▶ Texto de leitura
--------------------------------
Não pretendo aqui resumir o que o Papa nos diz nos 22 números do texto, que pretende avaliar o que se passou ao longo desta Jubileu Extraordinário, com um olhar projetado no futuro. Desejo realçar apenas três dinamismos inerentes à misericórdia: dimensão infinita, marca da alegria, caráter social.

A misericórdia de Deus tem uma dimensão infinita, eterna. Não há leis que possam condicionar a misericórdia. Nada pode ser entreposto entre a miséria do pecado do homem e a misericórdia do amor de Deus. Nenhum obstáculo se deve colocar entre o pedido de reconciliação e o perdão de Deus. Isso acontece no quotidiano da vida cristã e no que aparece de forma mais extraordinária. Aqui se insere a decisão do Papa em continuar a conceder aos sacerdotes a faculdade de absolver todas as pessoas que incorreram no pecado do aborto. É pecado grave, mas a salvação infinita de Deus é muito maior. Vale mais a graça que a norma.
--------------------------------
[Entradas para rotulagem de caixas delimitadoras]
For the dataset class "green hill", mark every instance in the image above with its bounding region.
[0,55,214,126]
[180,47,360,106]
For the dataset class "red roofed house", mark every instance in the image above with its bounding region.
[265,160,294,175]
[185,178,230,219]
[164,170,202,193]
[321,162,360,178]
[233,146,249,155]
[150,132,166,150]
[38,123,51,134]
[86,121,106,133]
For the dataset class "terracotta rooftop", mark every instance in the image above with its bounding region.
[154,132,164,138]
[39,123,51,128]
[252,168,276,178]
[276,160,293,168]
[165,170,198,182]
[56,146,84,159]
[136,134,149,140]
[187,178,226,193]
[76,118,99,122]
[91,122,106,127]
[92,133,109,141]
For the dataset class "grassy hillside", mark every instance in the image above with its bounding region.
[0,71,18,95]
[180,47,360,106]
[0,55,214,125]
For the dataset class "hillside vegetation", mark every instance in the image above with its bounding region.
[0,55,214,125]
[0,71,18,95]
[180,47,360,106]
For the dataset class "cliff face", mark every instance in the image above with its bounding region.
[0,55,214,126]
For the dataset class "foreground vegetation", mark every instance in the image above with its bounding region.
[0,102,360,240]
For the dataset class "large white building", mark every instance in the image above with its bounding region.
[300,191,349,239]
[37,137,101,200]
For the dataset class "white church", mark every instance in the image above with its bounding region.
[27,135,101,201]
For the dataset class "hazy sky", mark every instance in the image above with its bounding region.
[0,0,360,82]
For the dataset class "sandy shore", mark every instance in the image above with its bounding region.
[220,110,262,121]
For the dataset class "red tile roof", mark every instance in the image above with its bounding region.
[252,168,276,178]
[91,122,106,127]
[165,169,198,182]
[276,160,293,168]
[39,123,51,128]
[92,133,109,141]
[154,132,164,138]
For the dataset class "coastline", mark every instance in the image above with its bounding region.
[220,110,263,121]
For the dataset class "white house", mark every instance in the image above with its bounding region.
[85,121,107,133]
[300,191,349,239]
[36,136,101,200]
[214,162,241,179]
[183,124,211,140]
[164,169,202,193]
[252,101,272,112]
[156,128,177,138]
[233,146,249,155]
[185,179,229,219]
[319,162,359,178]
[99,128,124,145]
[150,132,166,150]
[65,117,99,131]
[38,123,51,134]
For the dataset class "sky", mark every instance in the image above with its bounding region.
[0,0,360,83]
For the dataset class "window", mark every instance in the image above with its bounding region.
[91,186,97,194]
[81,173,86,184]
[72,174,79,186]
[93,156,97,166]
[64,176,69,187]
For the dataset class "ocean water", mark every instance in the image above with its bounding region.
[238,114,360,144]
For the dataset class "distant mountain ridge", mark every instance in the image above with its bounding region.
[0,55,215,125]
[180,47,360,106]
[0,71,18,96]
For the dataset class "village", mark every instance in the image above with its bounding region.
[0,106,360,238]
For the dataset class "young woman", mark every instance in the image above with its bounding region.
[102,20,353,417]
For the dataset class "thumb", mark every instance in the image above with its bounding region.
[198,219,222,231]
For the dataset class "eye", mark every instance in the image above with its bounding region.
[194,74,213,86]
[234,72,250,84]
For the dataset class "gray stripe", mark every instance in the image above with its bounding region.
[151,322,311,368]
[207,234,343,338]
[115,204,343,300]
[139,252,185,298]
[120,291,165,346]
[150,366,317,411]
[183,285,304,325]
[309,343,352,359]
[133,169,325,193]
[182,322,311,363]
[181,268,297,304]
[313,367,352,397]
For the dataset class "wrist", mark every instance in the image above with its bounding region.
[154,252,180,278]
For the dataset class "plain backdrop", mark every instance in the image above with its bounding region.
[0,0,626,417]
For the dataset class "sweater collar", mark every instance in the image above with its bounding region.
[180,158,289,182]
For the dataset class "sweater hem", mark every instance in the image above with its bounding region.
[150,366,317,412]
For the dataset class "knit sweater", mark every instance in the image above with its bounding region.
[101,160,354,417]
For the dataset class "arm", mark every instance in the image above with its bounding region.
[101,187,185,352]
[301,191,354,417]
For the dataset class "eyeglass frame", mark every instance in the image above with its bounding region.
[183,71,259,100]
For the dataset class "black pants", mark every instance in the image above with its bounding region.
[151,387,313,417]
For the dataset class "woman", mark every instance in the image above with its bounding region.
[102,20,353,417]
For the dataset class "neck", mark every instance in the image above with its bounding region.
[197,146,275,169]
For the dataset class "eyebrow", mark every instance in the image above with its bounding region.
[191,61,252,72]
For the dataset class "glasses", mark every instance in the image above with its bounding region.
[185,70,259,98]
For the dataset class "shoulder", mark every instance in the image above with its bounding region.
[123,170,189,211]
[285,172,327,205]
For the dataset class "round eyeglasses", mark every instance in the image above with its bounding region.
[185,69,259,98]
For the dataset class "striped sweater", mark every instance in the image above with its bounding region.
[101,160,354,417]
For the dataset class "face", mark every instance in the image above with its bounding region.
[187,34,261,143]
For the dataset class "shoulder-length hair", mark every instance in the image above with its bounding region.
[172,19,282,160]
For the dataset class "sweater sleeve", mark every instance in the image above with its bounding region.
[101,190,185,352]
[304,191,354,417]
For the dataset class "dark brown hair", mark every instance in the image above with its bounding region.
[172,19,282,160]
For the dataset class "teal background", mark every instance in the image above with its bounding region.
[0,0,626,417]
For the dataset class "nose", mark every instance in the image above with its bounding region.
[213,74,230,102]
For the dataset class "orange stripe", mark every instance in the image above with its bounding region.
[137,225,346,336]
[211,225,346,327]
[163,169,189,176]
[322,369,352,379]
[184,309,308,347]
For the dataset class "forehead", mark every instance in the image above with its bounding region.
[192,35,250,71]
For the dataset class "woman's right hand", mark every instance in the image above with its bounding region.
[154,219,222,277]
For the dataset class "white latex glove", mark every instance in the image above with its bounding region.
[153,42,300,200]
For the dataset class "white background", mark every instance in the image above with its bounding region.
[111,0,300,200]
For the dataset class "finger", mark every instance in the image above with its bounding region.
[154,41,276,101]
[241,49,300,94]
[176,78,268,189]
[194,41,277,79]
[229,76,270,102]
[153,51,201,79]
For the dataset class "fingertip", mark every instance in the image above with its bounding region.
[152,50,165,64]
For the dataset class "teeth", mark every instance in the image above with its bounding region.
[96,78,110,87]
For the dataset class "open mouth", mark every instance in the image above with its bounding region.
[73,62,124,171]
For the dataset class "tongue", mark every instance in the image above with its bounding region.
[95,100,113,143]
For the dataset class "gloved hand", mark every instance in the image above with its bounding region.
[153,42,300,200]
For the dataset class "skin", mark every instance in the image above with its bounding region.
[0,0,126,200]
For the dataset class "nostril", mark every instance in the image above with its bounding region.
--------------------------------
▶ Tarefa A
Segundo o texto de leitura, quais são os três dinamismos inerentes à misericórdia que o autor deseja realçar?
▶ Tarefa B
Transcreva do texto de leitura o trecho que vai desde "Não pretendo aqui" até "alegria, caráter social.", inclusive.

▶ Resposta esperada A
Dimensão infinita, marca da alegria e caráter social.

▶ Resposta esperada B
Não pretendo aqui resumir o que o Papa nos diz nos 22 números do texto, que pretende avaliar o que se passou ao longo desta Jubileu Extraordinário, com um olhar projetado no futuro. Desejo realçar apenas três dinamismos inerentes à misericórdia: dimensão infinita, marca da alegria, caráter social.